(Stored data entries)
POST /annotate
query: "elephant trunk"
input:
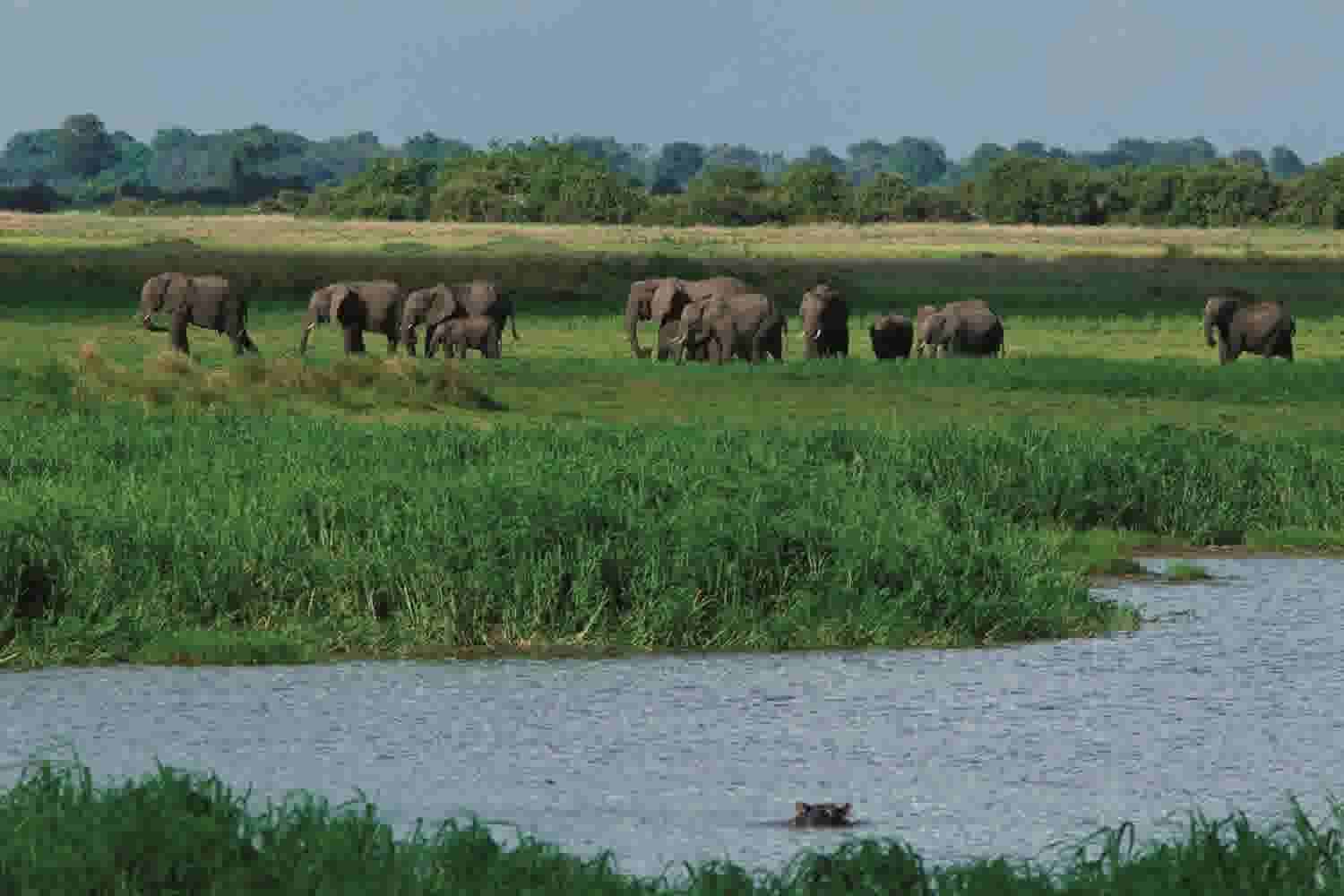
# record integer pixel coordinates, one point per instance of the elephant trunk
(632, 319)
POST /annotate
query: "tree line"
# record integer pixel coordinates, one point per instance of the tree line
(585, 179)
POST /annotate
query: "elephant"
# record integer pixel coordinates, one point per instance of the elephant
(962, 331)
(1245, 325)
(660, 300)
(203, 301)
(822, 815)
(935, 330)
(825, 323)
(441, 303)
(668, 344)
(747, 325)
(358, 306)
(478, 331)
(892, 335)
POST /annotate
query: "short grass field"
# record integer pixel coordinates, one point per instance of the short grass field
(570, 497)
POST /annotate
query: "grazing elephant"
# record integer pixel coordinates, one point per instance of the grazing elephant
(203, 301)
(437, 304)
(825, 323)
(668, 344)
(358, 306)
(746, 325)
(892, 335)
(460, 333)
(968, 331)
(660, 300)
(1246, 325)
(935, 328)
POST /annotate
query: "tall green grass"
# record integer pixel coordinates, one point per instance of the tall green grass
(121, 527)
(175, 831)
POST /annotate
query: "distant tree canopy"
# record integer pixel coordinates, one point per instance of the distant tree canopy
(599, 179)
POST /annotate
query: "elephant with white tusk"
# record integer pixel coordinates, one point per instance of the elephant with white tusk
(746, 325)
(435, 306)
(660, 300)
(206, 301)
(1236, 323)
(358, 306)
(968, 328)
(825, 323)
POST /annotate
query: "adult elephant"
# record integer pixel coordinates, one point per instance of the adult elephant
(661, 298)
(206, 301)
(443, 303)
(924, 322)
(1245, 325)
(968, 331)
(892, 335)
(358, 306)
(825, 323)
(747, 325)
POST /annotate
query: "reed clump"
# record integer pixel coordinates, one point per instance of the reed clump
(395, 538)
(179, 831)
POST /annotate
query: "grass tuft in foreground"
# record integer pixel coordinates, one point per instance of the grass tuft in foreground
(179, 833)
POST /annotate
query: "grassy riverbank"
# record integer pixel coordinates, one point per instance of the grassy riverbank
(172, 831)
(572, 497)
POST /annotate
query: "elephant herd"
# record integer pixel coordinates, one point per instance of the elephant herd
(456, 317)
(718, 319)
(704, 320)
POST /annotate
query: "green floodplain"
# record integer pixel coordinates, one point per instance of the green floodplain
(573, 498)
(172, 831)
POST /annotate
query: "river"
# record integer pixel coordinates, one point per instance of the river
(1233, 702)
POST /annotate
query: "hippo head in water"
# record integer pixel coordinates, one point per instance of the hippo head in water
(822, 815)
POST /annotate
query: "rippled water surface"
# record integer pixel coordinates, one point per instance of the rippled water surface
(664, 759)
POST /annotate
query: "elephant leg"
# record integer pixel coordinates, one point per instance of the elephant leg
(177, 332)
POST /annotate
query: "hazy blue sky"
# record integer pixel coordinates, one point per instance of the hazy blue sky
(773, 74)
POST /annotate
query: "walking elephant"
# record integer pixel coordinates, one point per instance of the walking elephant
(460, 333)
(747, 325)
(892, 335)
(967, 327)
(668, 344)
(1242, 324)
(206, 301)
(962, 328)
(437, 304)
(825, 323)
(358, 306)
(660, 300)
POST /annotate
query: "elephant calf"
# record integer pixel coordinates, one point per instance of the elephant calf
(1245, 325)
(203, 301)
(892, 335)
(478, 331)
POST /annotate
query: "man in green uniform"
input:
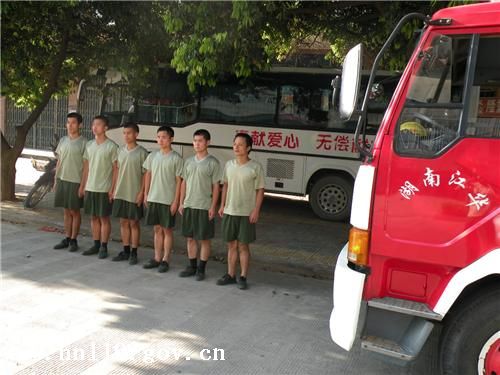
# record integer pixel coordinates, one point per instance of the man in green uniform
(199, 196)
(242, 197)
(69, 171)
(99, 180)
(162, 185)
(129, 192)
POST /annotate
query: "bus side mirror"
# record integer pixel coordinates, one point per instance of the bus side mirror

_What is being asked:_
Output the data exactly. Pictures don't belong in the result.

_Answer below:_
POST /annotate
query: "elephant trunk"
input:
# record integer pixel coordinates, one point per instance of the elephant trunk
(632, 319)
POST /annotate
query: "tree line"
# record integer pixel coordinates, one point per instance of the tree line
(585, 179)
POST /annotate
query: "elephant"
# record integer pixel coordinates, one point per instance of the elephant
(962, 331)
(1245, 325)
(660, 300)
(203, 301)
(822, 815)
(935, 330)
(825, 323)
(441, 303)
(668, 344)
(747, 325)
(358, 306)
(478, 331)
(892, 335)
POST /annotate
query: "short grass field"
# record integer pixel coordinates, one point per instance of the short grass field
(570, 497)
POST /annotate
query: "grazing elephant"
# record integer pixel coordinates, one point per instance of the grazing elephant
(203, 301)
(437, 304)
(825, 323)
(668, 344)
(358, 306)
(746, 325)
(892, 335)
(460, 333)
(968, 331)
(660, 300)
(1246, 325)
(935, 328)
POST /annotate
query: "tall green grass"
# record integer pixel coordinates, one point per instance of the tall green grass
(121, 527)
(175, 831)
POST /annotate
query: "distant tree canopy"
# record integer pixel coordinates, one point per instance of the distant tree canopy
(599, 179)
POST /annotate
query: "elephant with white tusk"
# record integer pixel coordinates, one point per instance of the elephant with white tusk
(746, 325)
(435, 306)
(660, 300)
(206, 301)
(1236, 323)
(358, 306)
(968, 328)
(825, 323)
POST /annotate
query: "adult elephant"
# record integer pixel coordinates, one point per instance of the adult elephant
(661, 298)
(206, 301)
(443, 303)
(924, 322)
(1245, 325)
(968, 331)
(892, 335)
(358, 306)
(825, 323)
(747, 325)
POST /annotate
query: "reed clump"
# record integer pixel coordinates, one point per instance of the reed clump
(395, 538)
(179, 831)
POST /annotate
query: "grass tuft in foreground"
# record integer pixel coordinates, one point per instance of the grass tuft in foreground
(179, 833)
POST /annotate
query: "grassy riverbank"
# record integer pixel coordinates, one point per instance of the grassy riverbank
(172, 831)
(572, 497)
POST /annotate
query: "elephant herd"
# record integer pixel coordinates, one point per instance of the elephant herd
(456, 317)
(718, 319)
(704, 320)
POST /annotate
query: "green floodplain"
# record integer pixel coordinates, one point per instance of the green floodplain
(573, 498)
(172, 831)
POST /annotate
query: "river"
# record integer pixel coordinates, one point per instance of the river
(1233, 702)
POST /annotate
query: "hippo head in water"
# record integer pixel coordinates, one point per instance of the hippo head in water
(822, 815)
POST /annotate
query: "rippled water surface"
# record integer pixel coordinates, one point per instance of the rippled water surface
(664, 759)
POST /annotate
query: "elephant leg"
# record integer pixel coordinates, one point per instance of the elephant leg
(177, 332)
POST /annotate
query: "hazy blue sky"
# record integer pixel coordinates, one point per instance of the hazy blue sky
(773, 74)
POST /annotate
query: "walking elephant"
# record integer pixel coordinates, one point per instance of the walking elephant
(460, 333)
(747, 325)
(892, 335)
(967, 327)
(668, 344)
(1242, 324)
(206, 301)
(962, 328)
(437, 304)
(825, 323)
(358, 306)
(660, 300)
POST /annotate
query: "elephant calf"
# record integer pixel coordinates, one point per instance of the elephant calf
(1245, 325)
(203, 301)
(892, 335)
(478, 331)
POST /annotate
query: "man in green uniform"
input:
# record integer pixel coordinates, one point per instance of the man in green uniform
(199, 196)
(242, 197)
(69, 171)
(99, 180)
(162, 185)
(129, 192)
POST /annotate
query: "bus side mirror"
# record integer pixel coordinates, one point per instance of the bus side mirror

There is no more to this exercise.